### TEXT ZUR ANALYSE
Während Jan Schulz-Ojala im TAGESSPIEGEL meint, "Cannes-Chef Thierry Frémaux (sei) genervt von der stets pünktlich zum Festivalstart neu entflammenden Gender-Debatte", berichtet Cristina Nord für die TAZ ausnahmsweise aus dem siebten Stock des Majestic-Barrière-Hotels direkt an der Croisette. Klingt cooler als es ist, denn Cristina Nord hat natürlich einen Auftrag:
"Ich befinde mich in der Suite", entschuldigt sie sich, "weil die Kering-Gruppe, zu der unter anderem Gucci gehört, und die ein neuer Sponsor des Festivals ist, eine Initiative lanciert hat, die der gerade in Cannes notorischen Unterrepräsentation weiblicher Filmschaffender trotzen möchte. 'Women in Motion' heißt diese Initiative, zu Gast ist die Regisseurin Claire Denis, und außer mir sind noch etwa 35 andere Neugierige gekommen, die meisten von ihnen Frauen."
Ein Umstand, der Nord nach einigen Umwegen die Frage stellen lässt:
"Wäre es nicht mal an der Zeit für ein Selbstreflexionsprogramm namens 'Men in Motion', in dem Regisseure sich damit auseinandersetzen, warum sie so oft unter sich bleiben?"
Stückemarkt: "Läppisch, achtlos oder blutleer"
Unter sich bleiben sie anscheinend auch beim Theatertreffen.
"Wenn man sich im Publikum umsieht", ätzt Jan Küveler in der WELT, "entdeckt man nur Schauspieler, Schriftsteller, Feuilletonisten und andere Berliner Kulturbetriebsprominenz. Gegen das Theatertreffen ist Europa ein Tag der offenen Tür."
"Eine leicht verschnupfte Bilanz", heißt Küvelers Stück auf dem Stückemarkt der Theaterkritiker. Gemeint ist nur in zweiter Linie die verstopfte Nase:
"Zwei, drei der zehn Abende waren ganz gut, die anderen waren ärgerlich, überflüssig, albern, läppisch, achtlos oder blutleer."
######
### ANGEZEIGTE DATEN
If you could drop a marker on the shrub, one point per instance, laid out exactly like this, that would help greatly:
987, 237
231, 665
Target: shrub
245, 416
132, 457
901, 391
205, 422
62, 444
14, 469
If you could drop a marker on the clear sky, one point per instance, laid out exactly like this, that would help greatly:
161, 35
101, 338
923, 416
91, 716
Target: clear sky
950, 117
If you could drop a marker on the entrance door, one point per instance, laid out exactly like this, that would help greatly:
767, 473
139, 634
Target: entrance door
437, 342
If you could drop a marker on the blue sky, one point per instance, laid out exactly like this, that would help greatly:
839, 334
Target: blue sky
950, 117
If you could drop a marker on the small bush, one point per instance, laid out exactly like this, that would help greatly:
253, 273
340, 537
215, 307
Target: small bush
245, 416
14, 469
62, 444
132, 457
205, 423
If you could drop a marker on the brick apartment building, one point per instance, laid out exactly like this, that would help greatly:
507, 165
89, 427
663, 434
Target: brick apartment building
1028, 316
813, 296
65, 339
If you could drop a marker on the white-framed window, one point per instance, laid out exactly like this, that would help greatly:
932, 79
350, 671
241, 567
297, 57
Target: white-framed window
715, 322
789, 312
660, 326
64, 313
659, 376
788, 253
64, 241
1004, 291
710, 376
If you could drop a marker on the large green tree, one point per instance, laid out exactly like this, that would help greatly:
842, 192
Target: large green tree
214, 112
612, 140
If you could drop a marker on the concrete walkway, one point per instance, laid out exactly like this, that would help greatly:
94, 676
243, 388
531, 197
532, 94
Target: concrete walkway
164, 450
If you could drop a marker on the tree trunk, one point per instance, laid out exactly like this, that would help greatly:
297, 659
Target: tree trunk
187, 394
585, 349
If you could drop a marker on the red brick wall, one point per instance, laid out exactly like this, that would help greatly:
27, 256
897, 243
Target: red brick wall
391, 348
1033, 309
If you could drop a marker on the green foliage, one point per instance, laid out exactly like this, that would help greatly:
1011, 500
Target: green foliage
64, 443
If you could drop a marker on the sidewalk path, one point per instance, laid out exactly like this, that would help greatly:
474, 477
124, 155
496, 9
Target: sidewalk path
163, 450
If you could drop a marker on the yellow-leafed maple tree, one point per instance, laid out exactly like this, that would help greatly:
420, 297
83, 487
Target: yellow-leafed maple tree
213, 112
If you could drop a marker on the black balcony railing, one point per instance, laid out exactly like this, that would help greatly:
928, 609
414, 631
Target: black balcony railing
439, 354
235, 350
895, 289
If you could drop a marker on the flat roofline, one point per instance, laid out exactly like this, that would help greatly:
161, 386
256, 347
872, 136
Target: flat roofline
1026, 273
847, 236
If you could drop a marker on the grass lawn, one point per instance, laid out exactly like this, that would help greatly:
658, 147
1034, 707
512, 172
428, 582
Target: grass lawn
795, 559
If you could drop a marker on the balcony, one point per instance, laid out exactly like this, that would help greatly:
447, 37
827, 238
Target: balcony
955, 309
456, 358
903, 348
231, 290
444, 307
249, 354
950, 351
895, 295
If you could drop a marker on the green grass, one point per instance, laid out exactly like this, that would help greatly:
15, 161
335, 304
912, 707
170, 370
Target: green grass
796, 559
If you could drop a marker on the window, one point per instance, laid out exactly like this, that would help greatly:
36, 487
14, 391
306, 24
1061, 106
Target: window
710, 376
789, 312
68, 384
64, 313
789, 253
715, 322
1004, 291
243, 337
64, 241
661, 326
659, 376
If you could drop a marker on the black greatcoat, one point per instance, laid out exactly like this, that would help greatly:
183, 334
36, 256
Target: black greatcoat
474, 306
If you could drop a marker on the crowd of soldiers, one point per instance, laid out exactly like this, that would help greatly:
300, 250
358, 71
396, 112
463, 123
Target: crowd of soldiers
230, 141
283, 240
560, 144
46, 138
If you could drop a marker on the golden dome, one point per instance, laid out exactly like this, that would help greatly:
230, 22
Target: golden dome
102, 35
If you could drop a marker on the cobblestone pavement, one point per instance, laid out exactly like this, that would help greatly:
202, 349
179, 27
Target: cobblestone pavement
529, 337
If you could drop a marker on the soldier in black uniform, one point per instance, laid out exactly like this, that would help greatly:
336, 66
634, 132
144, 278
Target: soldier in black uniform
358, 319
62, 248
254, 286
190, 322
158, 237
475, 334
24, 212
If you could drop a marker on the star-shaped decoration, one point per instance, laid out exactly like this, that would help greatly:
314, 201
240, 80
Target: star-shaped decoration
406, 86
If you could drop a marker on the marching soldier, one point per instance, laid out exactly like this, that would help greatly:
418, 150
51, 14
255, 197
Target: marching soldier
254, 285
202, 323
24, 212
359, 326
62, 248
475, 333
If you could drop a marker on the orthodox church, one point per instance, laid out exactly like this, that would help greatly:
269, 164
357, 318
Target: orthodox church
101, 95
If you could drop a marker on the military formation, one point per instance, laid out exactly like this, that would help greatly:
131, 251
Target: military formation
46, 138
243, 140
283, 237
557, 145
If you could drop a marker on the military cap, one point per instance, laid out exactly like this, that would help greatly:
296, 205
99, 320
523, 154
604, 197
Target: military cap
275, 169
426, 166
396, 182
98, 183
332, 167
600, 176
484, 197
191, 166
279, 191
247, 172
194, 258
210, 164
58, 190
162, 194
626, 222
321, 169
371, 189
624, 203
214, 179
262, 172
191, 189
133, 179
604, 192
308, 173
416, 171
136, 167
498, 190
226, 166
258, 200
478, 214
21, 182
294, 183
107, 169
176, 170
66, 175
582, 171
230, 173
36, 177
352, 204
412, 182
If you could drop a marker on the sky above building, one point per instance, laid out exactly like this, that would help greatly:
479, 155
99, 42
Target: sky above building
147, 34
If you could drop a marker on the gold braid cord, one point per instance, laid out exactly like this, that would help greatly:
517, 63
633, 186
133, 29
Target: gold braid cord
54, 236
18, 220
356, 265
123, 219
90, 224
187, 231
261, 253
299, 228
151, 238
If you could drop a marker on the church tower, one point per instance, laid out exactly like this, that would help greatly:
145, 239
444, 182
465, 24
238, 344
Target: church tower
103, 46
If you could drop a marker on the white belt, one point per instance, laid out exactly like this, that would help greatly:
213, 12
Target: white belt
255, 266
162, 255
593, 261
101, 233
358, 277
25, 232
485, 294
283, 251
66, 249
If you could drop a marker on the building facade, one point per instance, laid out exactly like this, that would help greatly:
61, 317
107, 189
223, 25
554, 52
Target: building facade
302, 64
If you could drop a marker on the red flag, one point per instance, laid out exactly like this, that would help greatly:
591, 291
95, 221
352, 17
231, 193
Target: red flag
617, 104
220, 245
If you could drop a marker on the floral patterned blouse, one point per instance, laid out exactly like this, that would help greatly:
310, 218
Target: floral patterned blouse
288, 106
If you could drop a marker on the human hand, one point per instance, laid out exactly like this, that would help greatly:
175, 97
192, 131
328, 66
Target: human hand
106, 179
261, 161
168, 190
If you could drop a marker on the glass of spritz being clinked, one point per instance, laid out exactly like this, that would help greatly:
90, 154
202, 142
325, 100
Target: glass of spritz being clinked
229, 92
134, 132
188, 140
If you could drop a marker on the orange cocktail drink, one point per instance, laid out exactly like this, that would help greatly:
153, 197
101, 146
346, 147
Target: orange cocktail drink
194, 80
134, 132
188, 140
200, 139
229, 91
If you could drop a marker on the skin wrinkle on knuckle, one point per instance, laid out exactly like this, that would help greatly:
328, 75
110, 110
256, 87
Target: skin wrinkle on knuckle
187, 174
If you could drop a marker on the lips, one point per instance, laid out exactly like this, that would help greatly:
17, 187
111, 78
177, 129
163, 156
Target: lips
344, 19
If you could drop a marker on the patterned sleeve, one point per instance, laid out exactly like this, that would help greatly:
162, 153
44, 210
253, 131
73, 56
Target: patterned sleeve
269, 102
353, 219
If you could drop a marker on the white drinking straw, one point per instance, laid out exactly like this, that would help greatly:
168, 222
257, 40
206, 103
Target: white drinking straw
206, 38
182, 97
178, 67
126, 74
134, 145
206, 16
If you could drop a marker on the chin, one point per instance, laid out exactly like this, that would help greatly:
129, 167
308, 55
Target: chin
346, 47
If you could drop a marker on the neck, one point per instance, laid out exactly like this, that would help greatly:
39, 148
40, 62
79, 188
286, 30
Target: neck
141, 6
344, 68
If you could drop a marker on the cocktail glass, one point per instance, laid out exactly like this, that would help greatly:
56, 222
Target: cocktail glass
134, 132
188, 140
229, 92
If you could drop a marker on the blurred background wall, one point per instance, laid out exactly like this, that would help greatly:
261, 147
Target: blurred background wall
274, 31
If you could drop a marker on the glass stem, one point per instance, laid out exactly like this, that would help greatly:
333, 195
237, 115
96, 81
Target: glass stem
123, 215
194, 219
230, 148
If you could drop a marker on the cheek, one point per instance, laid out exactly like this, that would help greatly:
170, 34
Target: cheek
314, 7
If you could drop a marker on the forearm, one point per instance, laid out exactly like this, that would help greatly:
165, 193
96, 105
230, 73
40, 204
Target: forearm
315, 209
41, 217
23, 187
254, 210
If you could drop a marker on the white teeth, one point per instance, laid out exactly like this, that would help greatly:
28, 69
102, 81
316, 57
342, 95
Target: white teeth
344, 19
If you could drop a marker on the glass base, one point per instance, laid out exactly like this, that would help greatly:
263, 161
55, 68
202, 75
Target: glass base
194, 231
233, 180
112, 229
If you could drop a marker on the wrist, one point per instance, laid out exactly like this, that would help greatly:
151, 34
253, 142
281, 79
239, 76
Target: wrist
######
** AUFGABE **
Geben Sie aus dem Text zur Analyse den Abschnitt von „Ein Umstand, der“ bis einschließlich „auch beim Theatertreffen.“ unverändert aus.

** LÖSUNG **
Ein Umstand, der Nord nach einigen Umwegen die Frage stellen lässt:
"Wäre es nicht mal an der Zeit für ein Selbstreflexionsprogramm namens 'Men in Motion', in dem Regisseure sich damit auseinandersetzen, warum sie so oft unter sich bleiben?"
Stückemarkt: "Läppisch, achtlos oder blutleer"
Unter sich bleiben sie anscheinend auch beim Theatertreffen.